Exercise requirements:
Transcribe the records below in their entirety, and leave out each image.

Data in this exercise:
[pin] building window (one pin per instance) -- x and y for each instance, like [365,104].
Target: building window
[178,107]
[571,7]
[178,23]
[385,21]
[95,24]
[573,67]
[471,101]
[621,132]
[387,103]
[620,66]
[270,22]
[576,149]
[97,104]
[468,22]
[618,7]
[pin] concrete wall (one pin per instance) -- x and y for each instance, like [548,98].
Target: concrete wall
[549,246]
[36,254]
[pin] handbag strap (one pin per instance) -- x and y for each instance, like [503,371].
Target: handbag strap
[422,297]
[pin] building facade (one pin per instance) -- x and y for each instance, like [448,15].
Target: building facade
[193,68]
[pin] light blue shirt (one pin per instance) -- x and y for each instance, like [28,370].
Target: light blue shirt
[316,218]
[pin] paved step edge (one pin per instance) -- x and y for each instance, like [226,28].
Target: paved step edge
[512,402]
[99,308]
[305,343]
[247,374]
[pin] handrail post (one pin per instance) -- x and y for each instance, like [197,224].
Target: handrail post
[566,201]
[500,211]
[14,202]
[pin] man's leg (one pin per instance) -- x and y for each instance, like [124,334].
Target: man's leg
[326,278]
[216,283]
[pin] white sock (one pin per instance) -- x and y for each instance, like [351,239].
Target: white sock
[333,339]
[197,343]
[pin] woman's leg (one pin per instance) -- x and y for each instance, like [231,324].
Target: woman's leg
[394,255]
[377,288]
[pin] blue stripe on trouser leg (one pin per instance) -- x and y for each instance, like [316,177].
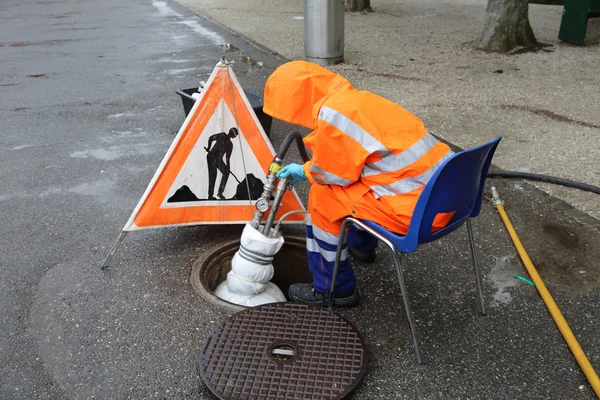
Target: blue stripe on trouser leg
[321,247]
[360,240]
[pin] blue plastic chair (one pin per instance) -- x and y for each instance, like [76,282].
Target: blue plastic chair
[457,186]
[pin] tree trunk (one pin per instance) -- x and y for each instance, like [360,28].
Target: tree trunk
[358,5]
[506,26]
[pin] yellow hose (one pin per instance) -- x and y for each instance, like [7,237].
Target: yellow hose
[560,321]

Response to this task:
[pin] building window (one pin per instance) -- x and y for each instance, like [365,104].
Target: building window
[178,107]
[571,7]
[178,23]
[385,21]
[95,24]
[573,67]
[471,101]
[621,132]
[387,103]
[620,66]
[270,22]
[576,149]
[97,104]
[468,22]
[618,7]
[pin] concrete wall (one pin per instance) -- x and y for each instance, like [548,98].
Target: concrete wall
[549,246]
[36,254]
[pin] handbag strap (one pin per instance) -- x and y for each instance, like [503,371].
Target: handbag strap
[422,297]
[pin] building facade (one pin per instance) -- x and y for each instance, like [448,15].
Target: building facade
[193,68]
[pin] light blue shirt (one pin per instance) -- x and y for each instance, like [28,370].
Target: light blue shirt
[316,218]
[pin] paved step edge (one pin per instance) -- x and y for each instance, like [226,28].
Target: paved step edge
[512,402]
[99,308]
[305,343]
[247,374]
[pin] handrail post (one pin per instance) -- x and y for each instance, like [197,224].
Target: handrail post
[566,201]
[500,211]
[14,202]
[pin] man's leg (one pin per instance) -- x and y for each instance, like [124,334].
Target: man's leg
[326,278]
[216,283]
[pin] white sock (one pin per instance) -- x and y for each instance, like [351,239].
Target: white sock
[333,339]
[197,343]
[pin] woman's leg (one pin per instance) -- x and y for each instance, like [231,324].
Target: woman's leg
[394,255]
[377,288]
[pin] blue stripe on trouser leg (one pin per instance) -- x and y for each instance, like [316,177].
Target: blue stripe on trouser leg
[321,247]
[360,240]
[pin] blue plastic chair (one pin per instance) -- x and y for each instance, like [76,282].
Target: blue plastic chair
[457,186]
[pin] tree trunk (one pin per instance) -- x and y for each instance, like [360,28].
Target: tree trunk
[358,5]
[506,26]
[pin] yellow hose (one pin per instance) -- x and y for each instance, like [7,237].
Target: yellow hose
[560,321]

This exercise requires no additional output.